Point-per-instance localization data
[Start of Attachment]

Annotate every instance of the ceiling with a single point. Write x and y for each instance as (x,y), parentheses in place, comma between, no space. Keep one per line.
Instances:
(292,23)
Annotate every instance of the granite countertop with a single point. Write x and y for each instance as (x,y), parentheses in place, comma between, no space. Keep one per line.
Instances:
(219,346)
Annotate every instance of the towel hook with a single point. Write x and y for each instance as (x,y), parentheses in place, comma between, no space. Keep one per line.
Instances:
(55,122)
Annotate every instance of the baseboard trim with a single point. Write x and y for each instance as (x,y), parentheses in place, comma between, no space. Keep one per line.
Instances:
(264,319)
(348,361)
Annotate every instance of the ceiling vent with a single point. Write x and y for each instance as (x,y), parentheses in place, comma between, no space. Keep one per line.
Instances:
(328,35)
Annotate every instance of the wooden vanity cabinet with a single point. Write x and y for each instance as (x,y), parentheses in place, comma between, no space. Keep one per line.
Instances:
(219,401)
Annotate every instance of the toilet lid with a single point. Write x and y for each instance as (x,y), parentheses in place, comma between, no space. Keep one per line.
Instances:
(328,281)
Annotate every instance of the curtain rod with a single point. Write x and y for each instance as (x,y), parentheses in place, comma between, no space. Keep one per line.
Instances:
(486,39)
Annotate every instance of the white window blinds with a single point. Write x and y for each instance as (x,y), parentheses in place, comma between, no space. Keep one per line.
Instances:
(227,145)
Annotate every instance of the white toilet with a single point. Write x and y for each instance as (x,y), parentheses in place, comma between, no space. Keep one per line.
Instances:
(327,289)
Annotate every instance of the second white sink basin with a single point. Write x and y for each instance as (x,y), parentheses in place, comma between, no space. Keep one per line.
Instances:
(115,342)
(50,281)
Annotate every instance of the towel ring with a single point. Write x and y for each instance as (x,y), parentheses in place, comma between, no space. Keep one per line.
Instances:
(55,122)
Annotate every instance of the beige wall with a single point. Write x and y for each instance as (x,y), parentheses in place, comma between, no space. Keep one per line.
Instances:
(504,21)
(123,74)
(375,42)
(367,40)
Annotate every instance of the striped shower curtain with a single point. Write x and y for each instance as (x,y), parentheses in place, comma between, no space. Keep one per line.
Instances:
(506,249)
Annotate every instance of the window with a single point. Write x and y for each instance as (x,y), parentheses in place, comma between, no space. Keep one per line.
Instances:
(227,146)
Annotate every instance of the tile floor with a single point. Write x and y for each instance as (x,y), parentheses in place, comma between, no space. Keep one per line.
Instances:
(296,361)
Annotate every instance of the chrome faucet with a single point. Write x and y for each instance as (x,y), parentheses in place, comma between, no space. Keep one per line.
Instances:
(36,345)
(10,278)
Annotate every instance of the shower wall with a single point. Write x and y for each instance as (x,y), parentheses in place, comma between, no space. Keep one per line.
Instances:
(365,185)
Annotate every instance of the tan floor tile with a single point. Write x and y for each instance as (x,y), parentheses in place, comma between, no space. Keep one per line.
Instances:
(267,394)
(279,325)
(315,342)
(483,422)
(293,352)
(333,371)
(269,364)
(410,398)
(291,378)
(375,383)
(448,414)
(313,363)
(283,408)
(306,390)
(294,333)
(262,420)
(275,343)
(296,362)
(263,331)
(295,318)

[End of Attachment]

Copy every entry exactly, missing none.

Answer below –
Annotate every instance of the ceiling with a single point. Write x and y for each instance as (x,y), parentheses in place, comma between, no space. Keep one per line.
Instances:
(292,23)
Annotate every instance of the granite countertop with a single point. Write x and y for each instance as (x,y), parentheses in place, comma between, no space. Keep one per line.
Instances:
(219,346)
Annotate every instance of the towel hook with a single point. Write x and y for each instance as (x,y), parentheses in place, comma between, no space. Keep one per line.
Instances:
(55,122)
Annotate every instance of the baseboard trim with a single point. Write x and y for each instance as (x,y), parentheses in place, comma between, no space. Keep one per line.
Instances:
(264,319)
(348,361)
Annotate every instance of the ceiling vent with a single point. Write x and y for each instance as (x,y), parentheses in place, comma between, no space. Keep one per line.
Instances:
(328,35)
Annotate every instance of the wooden vanity cabinet with a single point. Write x and y for each instance as (x,y), parentheses in place, comma between, no space. Keep one per line.
Instances:
(219,401)
Annotate every instance of the toilet lid with a single point. Write x and y for each instance as (x,y), parentheses in place, comma between, no space. Keep one per line.
Instances:
(328,281)
Annotate every instance of the curtain rod with a single point. Write x and y for each instance as (x,y), parentheses in place, comma between, no space. Keep one per line.
Instances:
(486,39)
Annotate every instance of the white window blinds with a single point. Write x and y for each instance as (x,y), parentheses in place, comma between, no space. Keep one per line.
Instances:
(227,145)
Annotate every instance of the white toilet with a single point. Write x and y for each instance as (x,y), parentheses in place, comma between, no space. Keep one per line.
Instances:
(327,289)
Annotate every instance of the second white sink basin with a single point. Write x and y for each instance as (x,y), parentheses in place, comma between, no space. Keep one per line.
Instances:
(115,342)
(50,281)
Annotate every instance of the towel ring with a single point. Write x and y for each instance as (x,y), parentheses in place, comma between, no space. Keep one per line.
Instances:
(55,122)
Annotate every instance of the beige wall with a single point. Write x and y for each instance as (x,y), parentheses in place, comma between, no space. Keep one per line.
Instances:
(504,21)
(123,74)
(375,42)
(367,40)
Annotate every instance of the striped shower curtain with a single point. Write x and y for each instance as (x,y), parentheses in place, comma between, no space. Keep one per line.
Instances:
(506,249)
Annotate every instance of the window with a single point. Write x and y for each instance as (x,y), parentheses in place, comma between, no space. Keep one per line.
Instances:
(227,146)
Annotate every instance of the tile floor with a single point. Write x and y for each instance as (x,y), parentheses in place, comma between, no space. Keep one per line.
Instances:
(296,361)
Annotate every instance of the chrome faucet with a single point. Write x and y for each instance as (x,y), parentheses in place, comma between, no space. Keep one per line.
Instances:
(36,345)
(10,278)
Annotate every instance of the shower wall with a single point. Write x and y for each instance as (x,y), parentheses in place, comma between, no space. Keep one per line.
Instances:
(365,185)
Annotate every instance of the tan floor tile with a single point. Write x and y for each instance as (x,y), parentheses in place, comma between, no space. Keep one per line.
Instances:
(267,394)
(279,325)
(315,342)
(483,422)
(293,352)
(333,371)
(269,364)
(410,398)
(291,378)
(375,383)
(448,414)
(313,363)
(283,408)
(306,390)
(294,333)
(262,420)
(275,343)
(296,362)
(263,331)
(295,318)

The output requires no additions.